EXCERPT PROVIDED:
──────────────────────────────

Pianist Natasha Paremski

INTREPID VIRTUOSITY IN PAREMSKI'S BRAHMS VARIATIONS

by Terry McNeill
Friday, June 26, 2015

Sonoma County organist James Harrod contributed the organ work analysis in this review.

Pianist Natasha Paremski had the stellar role June 26 in the third Chamberfest program in Schroeder Hall, beginning with Beethoven’s A Flat Sonata, Op. 110. Classical Sonoma was unable to review the Sonata’s performance, said by many in the packed hall to be seminal and inspiring.

Following the Beethoven, organist Malcolm Matthews played three variations of the German Advent hymn “Now Comes the Savior of the Nations” (Nun komm der Heiden Heiland) by Bach on the Schroeder Hall Brombaugh tracker organ.

──────────────────────────────

STORED DATA:
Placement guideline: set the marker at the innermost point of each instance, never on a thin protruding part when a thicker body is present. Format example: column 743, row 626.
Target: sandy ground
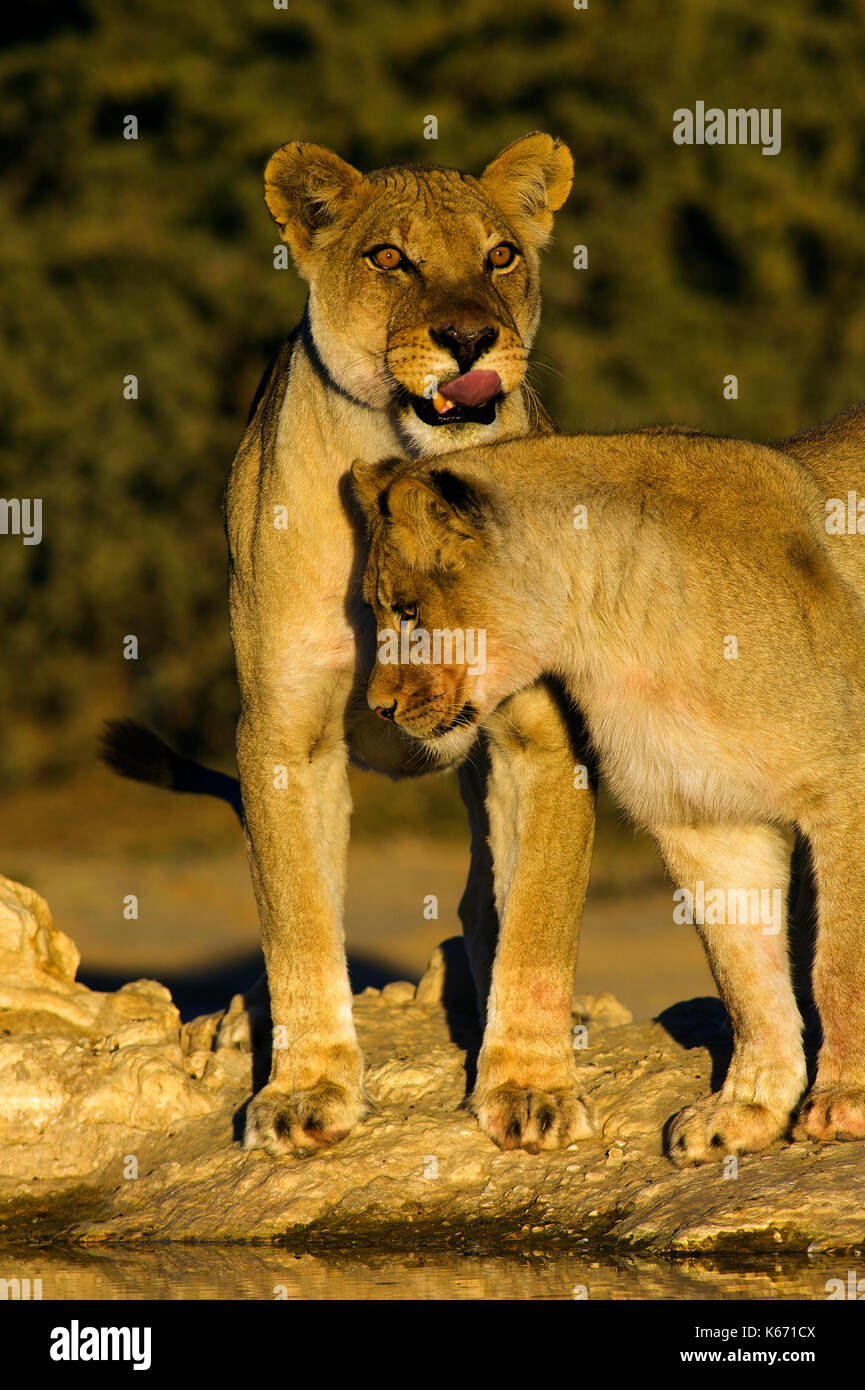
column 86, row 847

──────────────────────────────

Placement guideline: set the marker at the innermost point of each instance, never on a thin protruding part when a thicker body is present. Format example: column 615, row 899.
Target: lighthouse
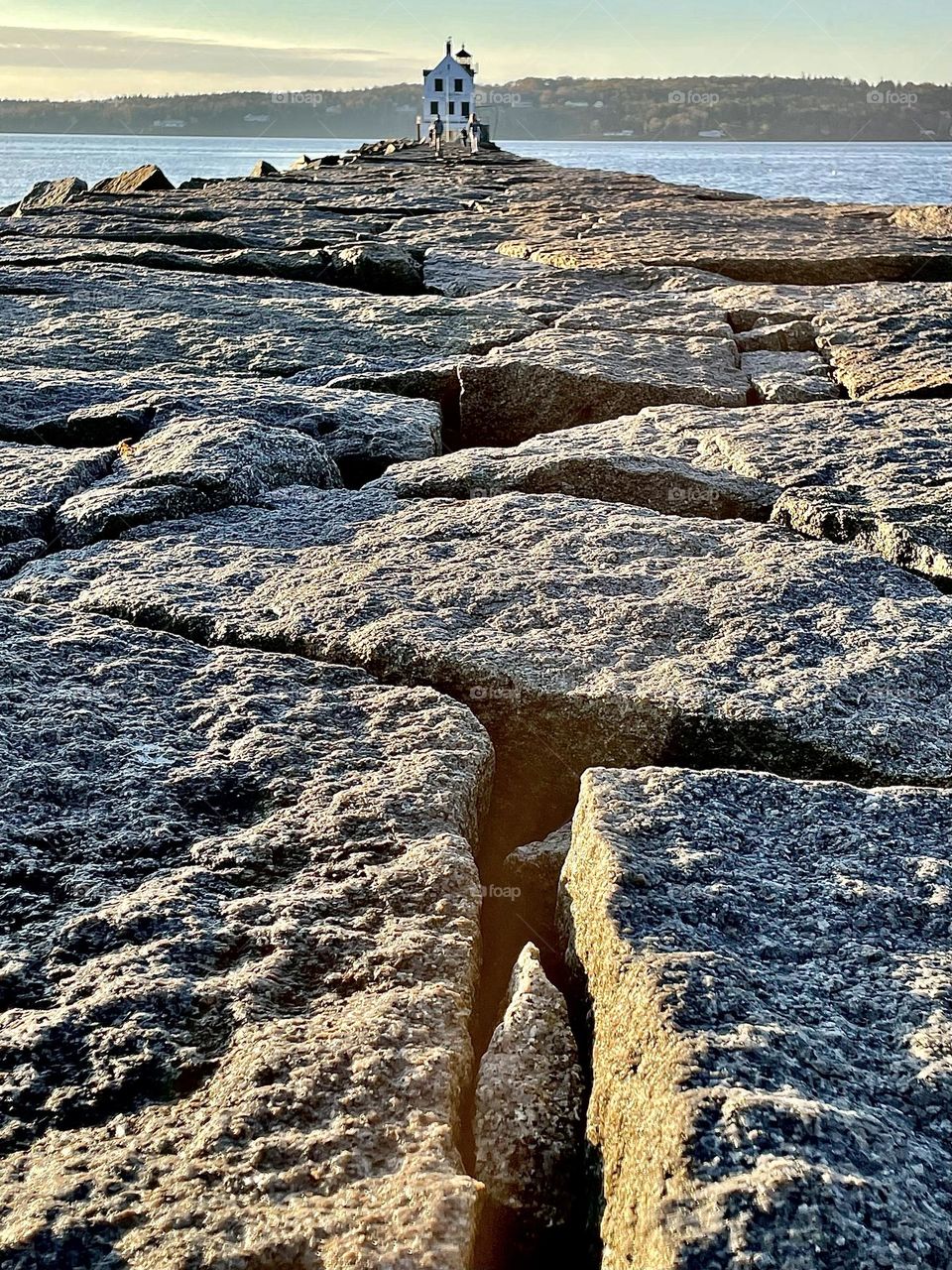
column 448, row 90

──────────────────────────────

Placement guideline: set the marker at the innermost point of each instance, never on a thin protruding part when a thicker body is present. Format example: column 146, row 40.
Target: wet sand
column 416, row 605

──────────────────────────────

EXERCISE DIRECTIONS: Can you give the Paremski review again from "by Terry McNeill" to "seminal and inspiring.", swapping "stellar" for "leading"?

TASK RESPONSE:
by Terry McNeill
Friday, June 26, 2015

Sonoma County organist James Harrod contributed the organ work analysis in this review.

Pianist Natasha Paremski had the leading role June 26 in the third Chamberfest program in Schroeder Hall, beginning with Beethoven’s A Flat Sonata, Op. 110. Classical Sonoma was unable to review the Sonata’s performance, said by many in the packed hall to be seminal and inspiring.